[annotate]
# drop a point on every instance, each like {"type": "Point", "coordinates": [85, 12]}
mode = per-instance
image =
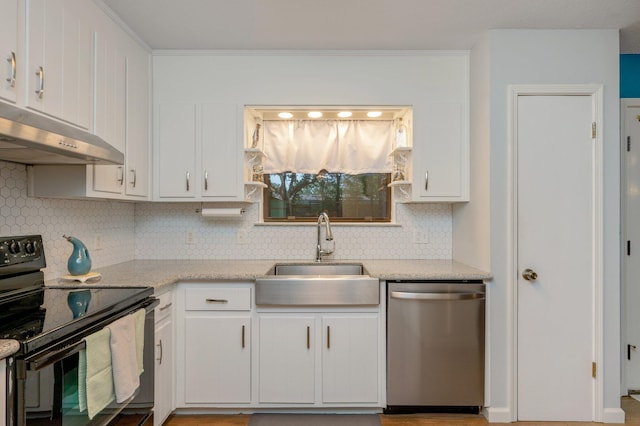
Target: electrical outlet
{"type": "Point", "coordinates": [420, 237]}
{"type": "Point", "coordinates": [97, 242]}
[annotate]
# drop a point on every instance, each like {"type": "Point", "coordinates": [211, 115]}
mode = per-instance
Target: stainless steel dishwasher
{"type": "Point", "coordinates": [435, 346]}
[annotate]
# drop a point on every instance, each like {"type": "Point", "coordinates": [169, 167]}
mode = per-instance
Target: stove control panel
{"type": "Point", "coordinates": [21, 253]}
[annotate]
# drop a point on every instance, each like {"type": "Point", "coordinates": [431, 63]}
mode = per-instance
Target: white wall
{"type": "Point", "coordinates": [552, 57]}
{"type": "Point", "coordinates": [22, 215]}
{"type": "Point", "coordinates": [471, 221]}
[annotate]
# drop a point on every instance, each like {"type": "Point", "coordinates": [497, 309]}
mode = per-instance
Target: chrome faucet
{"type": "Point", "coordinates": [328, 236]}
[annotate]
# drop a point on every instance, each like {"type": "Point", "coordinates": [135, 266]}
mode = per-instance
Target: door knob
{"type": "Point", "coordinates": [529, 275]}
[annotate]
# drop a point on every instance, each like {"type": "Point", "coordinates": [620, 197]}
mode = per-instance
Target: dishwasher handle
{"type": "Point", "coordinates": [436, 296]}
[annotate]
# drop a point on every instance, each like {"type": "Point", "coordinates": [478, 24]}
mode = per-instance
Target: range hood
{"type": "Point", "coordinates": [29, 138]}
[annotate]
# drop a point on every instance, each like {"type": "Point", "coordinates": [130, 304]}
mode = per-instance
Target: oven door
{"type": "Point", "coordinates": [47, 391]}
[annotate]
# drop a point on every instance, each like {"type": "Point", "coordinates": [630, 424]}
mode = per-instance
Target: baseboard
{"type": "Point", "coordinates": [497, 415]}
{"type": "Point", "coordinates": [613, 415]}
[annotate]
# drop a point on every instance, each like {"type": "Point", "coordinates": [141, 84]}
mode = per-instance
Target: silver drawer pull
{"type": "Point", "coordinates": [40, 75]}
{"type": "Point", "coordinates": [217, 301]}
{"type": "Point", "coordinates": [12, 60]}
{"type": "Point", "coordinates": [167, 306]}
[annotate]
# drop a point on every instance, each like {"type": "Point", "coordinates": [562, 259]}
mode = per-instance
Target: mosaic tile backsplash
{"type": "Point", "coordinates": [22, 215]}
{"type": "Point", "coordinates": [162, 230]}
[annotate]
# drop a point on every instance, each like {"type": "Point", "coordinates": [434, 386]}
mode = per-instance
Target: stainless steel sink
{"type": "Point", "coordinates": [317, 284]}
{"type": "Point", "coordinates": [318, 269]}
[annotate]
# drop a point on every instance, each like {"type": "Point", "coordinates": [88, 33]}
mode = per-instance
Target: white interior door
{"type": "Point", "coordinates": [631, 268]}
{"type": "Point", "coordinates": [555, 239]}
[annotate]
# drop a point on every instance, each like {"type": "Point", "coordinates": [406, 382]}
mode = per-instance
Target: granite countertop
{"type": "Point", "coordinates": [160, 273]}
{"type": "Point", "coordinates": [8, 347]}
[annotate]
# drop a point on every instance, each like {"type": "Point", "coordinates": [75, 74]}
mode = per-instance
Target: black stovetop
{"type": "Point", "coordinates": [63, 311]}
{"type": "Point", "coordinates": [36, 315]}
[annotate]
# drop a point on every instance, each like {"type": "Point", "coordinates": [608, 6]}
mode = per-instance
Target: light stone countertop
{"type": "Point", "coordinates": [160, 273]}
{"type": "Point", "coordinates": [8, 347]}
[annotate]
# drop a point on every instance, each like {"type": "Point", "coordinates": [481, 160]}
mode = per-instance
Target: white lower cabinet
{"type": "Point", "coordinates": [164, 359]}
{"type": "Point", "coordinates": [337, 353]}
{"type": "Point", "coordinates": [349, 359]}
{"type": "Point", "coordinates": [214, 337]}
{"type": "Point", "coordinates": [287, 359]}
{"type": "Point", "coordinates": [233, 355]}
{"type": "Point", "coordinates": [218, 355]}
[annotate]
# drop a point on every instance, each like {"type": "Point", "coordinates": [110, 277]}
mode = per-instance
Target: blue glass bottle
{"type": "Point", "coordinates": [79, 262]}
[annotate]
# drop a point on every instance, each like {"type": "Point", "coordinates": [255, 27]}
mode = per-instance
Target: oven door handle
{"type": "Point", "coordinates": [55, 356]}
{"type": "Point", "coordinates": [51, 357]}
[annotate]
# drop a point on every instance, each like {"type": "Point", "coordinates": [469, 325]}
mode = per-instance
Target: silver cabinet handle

--- --- ---

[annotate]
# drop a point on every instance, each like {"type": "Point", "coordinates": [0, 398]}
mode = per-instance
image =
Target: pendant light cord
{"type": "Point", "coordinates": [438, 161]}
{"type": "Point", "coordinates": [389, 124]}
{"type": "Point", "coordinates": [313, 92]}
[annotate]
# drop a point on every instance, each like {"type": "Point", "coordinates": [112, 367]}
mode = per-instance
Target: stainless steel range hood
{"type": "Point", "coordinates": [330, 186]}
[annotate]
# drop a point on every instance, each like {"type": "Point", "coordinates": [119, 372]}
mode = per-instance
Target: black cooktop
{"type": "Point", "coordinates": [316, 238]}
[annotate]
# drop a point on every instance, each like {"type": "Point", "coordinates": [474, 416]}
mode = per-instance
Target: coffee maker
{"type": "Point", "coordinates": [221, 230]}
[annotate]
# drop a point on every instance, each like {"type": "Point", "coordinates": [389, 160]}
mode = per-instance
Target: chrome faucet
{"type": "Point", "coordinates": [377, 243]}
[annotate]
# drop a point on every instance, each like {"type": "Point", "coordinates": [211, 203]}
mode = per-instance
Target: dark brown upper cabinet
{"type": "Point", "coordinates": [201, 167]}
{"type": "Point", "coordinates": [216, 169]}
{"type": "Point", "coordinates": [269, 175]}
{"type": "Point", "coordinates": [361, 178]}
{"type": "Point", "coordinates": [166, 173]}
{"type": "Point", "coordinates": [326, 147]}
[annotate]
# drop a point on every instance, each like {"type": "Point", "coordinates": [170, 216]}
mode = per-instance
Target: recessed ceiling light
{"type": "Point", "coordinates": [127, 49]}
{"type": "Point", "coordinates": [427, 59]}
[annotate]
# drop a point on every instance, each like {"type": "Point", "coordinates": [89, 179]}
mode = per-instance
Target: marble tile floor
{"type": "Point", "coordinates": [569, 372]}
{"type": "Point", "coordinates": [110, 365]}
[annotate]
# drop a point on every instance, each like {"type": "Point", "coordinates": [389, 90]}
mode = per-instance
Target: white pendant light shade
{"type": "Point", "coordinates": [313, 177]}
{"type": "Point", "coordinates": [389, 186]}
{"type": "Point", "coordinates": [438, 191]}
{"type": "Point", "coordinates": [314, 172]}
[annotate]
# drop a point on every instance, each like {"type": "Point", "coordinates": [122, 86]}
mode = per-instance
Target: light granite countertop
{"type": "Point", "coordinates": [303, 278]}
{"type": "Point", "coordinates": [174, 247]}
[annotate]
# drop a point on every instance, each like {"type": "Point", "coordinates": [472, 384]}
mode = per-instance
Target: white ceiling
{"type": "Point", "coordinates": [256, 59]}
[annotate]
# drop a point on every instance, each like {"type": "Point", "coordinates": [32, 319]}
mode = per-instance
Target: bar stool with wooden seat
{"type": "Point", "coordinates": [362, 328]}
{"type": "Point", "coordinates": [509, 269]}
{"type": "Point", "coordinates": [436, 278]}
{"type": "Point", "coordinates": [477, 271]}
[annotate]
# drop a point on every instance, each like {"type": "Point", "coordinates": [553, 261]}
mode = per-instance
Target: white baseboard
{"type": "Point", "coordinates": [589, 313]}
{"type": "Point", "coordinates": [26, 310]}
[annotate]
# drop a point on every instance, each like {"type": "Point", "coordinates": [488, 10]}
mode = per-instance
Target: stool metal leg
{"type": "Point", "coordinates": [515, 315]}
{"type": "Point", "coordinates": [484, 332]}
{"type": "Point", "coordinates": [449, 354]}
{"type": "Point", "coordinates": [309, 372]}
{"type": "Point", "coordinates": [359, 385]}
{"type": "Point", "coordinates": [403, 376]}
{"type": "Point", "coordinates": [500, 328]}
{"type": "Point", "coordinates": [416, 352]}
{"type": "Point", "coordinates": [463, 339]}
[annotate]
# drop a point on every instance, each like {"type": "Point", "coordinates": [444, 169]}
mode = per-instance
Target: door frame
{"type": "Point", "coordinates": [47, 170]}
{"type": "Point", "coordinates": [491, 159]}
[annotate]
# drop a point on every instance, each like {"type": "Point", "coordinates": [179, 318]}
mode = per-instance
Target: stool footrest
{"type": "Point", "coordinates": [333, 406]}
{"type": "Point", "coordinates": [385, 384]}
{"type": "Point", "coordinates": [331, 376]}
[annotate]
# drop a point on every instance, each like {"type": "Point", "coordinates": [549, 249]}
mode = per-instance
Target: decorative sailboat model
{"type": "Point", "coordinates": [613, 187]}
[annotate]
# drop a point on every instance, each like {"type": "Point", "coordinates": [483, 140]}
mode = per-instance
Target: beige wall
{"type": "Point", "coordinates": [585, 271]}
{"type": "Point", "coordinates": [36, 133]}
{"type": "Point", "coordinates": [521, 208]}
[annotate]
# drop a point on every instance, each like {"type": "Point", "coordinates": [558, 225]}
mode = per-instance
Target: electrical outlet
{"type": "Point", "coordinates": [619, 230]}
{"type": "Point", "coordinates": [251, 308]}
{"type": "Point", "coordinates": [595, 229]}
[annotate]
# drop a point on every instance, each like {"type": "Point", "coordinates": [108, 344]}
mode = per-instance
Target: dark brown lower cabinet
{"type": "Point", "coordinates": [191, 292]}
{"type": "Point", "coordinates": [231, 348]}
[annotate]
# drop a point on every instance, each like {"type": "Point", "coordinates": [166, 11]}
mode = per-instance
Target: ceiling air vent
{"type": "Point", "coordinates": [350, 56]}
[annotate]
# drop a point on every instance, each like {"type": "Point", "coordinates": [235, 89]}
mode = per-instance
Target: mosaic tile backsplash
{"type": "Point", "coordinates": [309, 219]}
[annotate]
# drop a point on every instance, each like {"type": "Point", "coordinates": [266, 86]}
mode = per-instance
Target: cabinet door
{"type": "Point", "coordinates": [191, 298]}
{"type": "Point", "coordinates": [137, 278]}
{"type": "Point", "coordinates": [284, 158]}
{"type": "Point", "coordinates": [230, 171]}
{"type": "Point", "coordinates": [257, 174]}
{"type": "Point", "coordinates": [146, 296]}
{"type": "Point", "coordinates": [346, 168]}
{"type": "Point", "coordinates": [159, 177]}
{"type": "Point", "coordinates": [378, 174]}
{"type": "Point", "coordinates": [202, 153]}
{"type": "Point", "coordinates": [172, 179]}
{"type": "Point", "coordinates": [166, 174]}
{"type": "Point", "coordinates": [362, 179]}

--- --- ---

Find every line in the listing above that contains the string "pendant", and copy each of those lines.

Solution below —
Target: pendant light cord
Target: white pendant light shade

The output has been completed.